##### Provided information

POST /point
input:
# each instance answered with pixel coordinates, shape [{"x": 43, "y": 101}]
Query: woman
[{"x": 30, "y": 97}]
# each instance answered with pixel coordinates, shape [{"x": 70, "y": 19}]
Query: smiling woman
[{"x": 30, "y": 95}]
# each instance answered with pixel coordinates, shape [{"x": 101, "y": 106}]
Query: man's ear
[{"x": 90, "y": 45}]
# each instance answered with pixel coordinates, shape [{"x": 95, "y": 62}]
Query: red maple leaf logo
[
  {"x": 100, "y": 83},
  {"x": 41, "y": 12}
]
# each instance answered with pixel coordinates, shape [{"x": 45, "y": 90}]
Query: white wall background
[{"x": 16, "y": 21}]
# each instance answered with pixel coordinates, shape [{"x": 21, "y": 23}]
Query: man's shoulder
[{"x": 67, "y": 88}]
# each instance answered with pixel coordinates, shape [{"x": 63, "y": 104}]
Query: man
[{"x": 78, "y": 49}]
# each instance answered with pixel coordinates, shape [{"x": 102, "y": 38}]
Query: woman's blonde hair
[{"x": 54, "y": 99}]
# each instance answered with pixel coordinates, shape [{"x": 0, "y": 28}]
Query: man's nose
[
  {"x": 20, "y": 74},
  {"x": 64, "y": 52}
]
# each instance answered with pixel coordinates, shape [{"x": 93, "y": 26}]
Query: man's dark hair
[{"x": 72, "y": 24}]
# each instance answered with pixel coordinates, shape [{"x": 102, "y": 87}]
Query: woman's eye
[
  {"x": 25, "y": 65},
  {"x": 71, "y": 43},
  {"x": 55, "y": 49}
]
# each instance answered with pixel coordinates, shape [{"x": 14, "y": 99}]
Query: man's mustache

##########

→ Job: Copy the records above exactly as they appear.

→ Exercise output:
POST /point
input:
# each instance answered with pixel coordinates, shape [{"x": 43, "y": 101}]
Query: woman
[{"x": 30, "y": 97}]
# each instance answered with pixel coordinates, shape [{"x": 70, "y": 19}]
Query: smiling woman
[{"x": 30, "y": 95}]
# each instance answered with pixel coordinates, shape [{"x": 101, "y": 106}]
Query: man's ear
[{"x": 90, "y": 45}]
# each instance answered with pixel coordinates, shape [{"x": 95, "y": 62}]
Query: red maple leaf logo
[
  {"x": 100, "y": 83},
  {"x": 41, "y": 12}
]
# each instance answered with pixel coordinates, shape [{"x": 45, "y": 90}]
Query: white wall background
[{"x": 16, "y": 21}]
# each instance answered with pixel coordinates, shape [{"x": 21, "y": 23}]
Query: man's shoulder
[{"x": 67, "y": 88}]
# each instance answered with pixel coordinates, shape [{"x": 63, "y": 104}]
Query: man
[{"x": 78, "y": 49}]
# each instance answered with pixel coordinates, shape [{"x": 102, "y": 38}]
Query: woman's blonde hair
[{"x": 54, "y": 99}]
# each instance answered with pixel coordinates, shape [{"x": 0, "y": 28}]
Query: man's nose
[
  {"x": 20, "y": 74},
  {"x": 64, "y": 52}
]
# each instance answered with pixel coordinates, shape [{"x": 93, "y": 26}]
Query: man's dark hair
[{"x": 72, "y": 24}]
# each instance answered with pixel coordinates, shape [{"x": 102, "y": 87}]
Query: woman's eye
[
  {"x": 25, "y": 65},
  {"x": 71, "y": 43},
  {"x": 55, "y": 49}
]
# each instance answered with pixel coordinates, shape [{"x": 14, "y": 99}]
Query: man's mustache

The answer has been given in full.